INSTRUCTION 1: From the Arkham Asylum review below, write out the passage starting with "But here to" and going on through "has for me.".

SELECTED EXTRACT:

^^^^^^^^^^^^^^^^

The beginning of an era for Rocksteady. Its hard to imagine that a small, unknown developer with only one game to their name could surprise the world with one of the greatest Batman projects (not even just games) in history.
Batman: Arkham Asylum (2009) is an action-adventure game developed by Rocksteady Studios. It follows Batman (Kevin Conroy) as he apprehends the Joker (Mark Hamill) and takes him to the infamous psychiatric disaster Arkham Asylum. But unfortunately, the Joker escapes and sets an elaborate plan in motion that leads to the longest night of Batman’s life.
A Serious House on a Serious Earth
Arkham Asylum concocts a wholly original Batman story that takes plenty of inspiration from a number of graphic novels. Its a tightly compelling story that pulls Batman all over the island – from Killer Croc’s sewer lair to the pompous Warden’s office, the plotting flows in a way that gently guides the player from one objective to another completely naturally. The voice acting is utter perfection as well – taking many of the voices from the masterclass Batman: The Animated Series, the likes of Conroy and Hamill are permanently at the top of their game throughout Asylum and it gives the characters – and the story – so much greater poignancy than if anyone else was doing it. The one big flaw however is how the game ends. After so much build, the climax goes in an odd – and honestly quite poor – direction that completely wastes all the emotional weight gathered up till that point.
But here to make up for that disappointment is the titular asylum itself, brought to life in a way that no other Batman medium ever has accomplished. The dilapidated island quite literally drips with gothic atmosphere and feels like a place with a long history of terror and madness. Its a cliche at this point, but the environment is a character as real as Joker or Batman – a physical manifestation of its founder Amadeus Arkham and the encroaching decay of Gotham that taints everything it touches. Grappling around this masterpiece of game environments is pure Batfan joy and the abundance of easter eggs and small touches bring the place to life like no other game ever has for me.
But now onto what you’ll be spending the 12 hours it takes to make it through Asylum: the gameplay. This is divided into three different pillars that lightly overlap – combat, exploration and invisible predator.

^^^^^^^^^^^^^^^^

ENTRIES SHOWN:
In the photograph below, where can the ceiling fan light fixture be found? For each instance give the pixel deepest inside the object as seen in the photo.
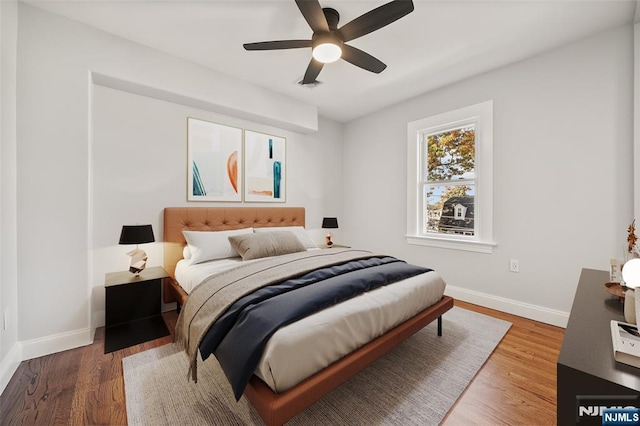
(327, 52)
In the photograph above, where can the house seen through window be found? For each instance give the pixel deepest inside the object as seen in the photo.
(449, 184)
(450, 179)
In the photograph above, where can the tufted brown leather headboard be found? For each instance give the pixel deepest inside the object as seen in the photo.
(178, 219)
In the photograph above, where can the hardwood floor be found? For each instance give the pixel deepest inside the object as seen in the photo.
(517, 384)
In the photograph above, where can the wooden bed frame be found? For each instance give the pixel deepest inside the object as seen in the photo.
(276, 409)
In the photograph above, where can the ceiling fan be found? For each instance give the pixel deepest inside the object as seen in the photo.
(328, 41)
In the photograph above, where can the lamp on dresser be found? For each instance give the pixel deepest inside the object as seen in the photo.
(137, 234)
(329, 223)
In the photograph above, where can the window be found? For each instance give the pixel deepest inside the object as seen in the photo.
(450, 179)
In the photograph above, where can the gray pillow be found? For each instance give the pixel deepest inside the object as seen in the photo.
(266, 244)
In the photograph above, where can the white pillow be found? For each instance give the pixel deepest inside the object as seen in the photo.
(205, 245)
(298, 231)
(186, 252)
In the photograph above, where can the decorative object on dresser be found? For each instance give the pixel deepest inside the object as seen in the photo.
(329, 223)
(133, 311)
(137, 234)
(587, 374)
(626, 343)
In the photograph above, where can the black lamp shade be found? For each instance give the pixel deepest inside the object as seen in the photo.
(330, 223)
(136, 234)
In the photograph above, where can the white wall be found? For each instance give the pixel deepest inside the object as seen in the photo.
(68, 154)
(139, 156)
(10, 354)
(636, 125)
(563, 124)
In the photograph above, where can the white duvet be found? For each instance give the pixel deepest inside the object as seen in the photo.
(305, 347)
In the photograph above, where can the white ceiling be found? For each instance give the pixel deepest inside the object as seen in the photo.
(440, 42)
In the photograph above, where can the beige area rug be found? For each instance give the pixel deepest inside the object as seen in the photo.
(417, 383)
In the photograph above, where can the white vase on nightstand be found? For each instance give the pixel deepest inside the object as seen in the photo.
(631, 278)
(630, 306)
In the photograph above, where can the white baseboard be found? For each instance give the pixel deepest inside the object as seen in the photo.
(9, 365)
(56, 343)
(526, 310)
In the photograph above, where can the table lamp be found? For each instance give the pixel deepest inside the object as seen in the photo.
(329, 223)
(631, 279)
(137, 234)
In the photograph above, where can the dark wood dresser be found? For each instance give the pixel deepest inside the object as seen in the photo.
(588, 375)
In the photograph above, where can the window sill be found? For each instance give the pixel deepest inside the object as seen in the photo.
(453, 244)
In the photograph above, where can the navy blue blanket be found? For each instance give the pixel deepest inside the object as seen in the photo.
(239, 336)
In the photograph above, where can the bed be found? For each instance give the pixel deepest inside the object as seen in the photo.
(276, 407)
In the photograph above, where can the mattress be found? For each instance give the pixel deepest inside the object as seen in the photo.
(305, 347)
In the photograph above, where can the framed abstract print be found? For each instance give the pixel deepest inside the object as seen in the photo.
(214, 162)
(264, 168)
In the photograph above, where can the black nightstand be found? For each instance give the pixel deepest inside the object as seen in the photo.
(133, 308)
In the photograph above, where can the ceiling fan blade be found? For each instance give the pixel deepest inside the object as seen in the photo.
(312, 72)
(376, 19)
(312, 12)
(278, 44)
(362, 59)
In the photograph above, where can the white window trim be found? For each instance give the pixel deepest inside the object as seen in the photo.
(482, 242)
(460, 212)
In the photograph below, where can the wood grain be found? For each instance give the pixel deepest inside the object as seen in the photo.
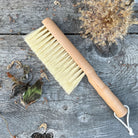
(18, 16)
(82, 114)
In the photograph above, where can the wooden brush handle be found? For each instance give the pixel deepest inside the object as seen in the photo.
(112, 101)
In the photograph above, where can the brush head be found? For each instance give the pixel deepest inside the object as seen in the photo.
(59, 63)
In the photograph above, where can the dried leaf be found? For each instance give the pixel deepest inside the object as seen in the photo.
(57, 3)
(13, 78)
(10, 65)
(18, 89)
(33, 93)
(43, 75)
(7, 126)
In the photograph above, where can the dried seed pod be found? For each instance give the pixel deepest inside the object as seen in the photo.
(18, 89)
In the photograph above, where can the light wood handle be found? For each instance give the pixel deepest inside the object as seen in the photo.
(112, 101)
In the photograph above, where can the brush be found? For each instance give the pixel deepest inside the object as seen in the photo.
(68, 66)
(66, 63)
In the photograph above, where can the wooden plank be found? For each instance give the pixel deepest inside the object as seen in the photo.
(82, 114)
(22, 16)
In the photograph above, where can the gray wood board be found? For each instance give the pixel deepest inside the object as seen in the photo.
(28, 15)
(83, 114)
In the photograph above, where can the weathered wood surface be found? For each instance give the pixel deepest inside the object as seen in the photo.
(28, 14)
(82, 114)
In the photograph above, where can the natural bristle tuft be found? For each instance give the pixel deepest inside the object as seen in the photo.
(59, 63)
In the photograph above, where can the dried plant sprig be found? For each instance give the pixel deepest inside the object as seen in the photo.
(105, 21)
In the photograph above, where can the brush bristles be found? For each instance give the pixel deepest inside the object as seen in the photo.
(59, 63)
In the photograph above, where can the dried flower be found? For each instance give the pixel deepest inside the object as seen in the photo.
(105, 21)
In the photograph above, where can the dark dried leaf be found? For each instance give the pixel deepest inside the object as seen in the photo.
(33, 93)
(36, 135)
(18, 89)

^^^^^^^^^^^^^^^^

INSTRUCTION 2: Pull out every line of the records above that contains the word "wooden".

FINISHED ANSWER 1:
But here to make up for that disappointment is the titular asylum itself, brought to life in a way that no other Batman medium ever has accomplished. The dilapidated island quite literally drips with gothic atmosphere and feels like a place with a long history of terror and madness. Its a cliche at this point, but the environment is a character as real as Joker or Batman – a physical manifestation of its founder Amadeus Arkham and the encroaching decay of Gotham that taints everything it touches. Grappling around this masterpiece of game environments is pure Batfan joy and the abundance of easter eggs and small touches bring the place to life like no other game ever has for me.

FINISHED ANSWER 2:
In the photograph above, where can the wooden bed frame be found? For each instance give the pixel deepest inside the object as seen in the photo.
In the photograph above, where can the wooden brush handle be found? For each instance give the pixel deepest inside the object as seen in the photo.
In the photograph above, where can the wooden plank be found? For each instance give the pixel deepest inside the object as seen in the photo.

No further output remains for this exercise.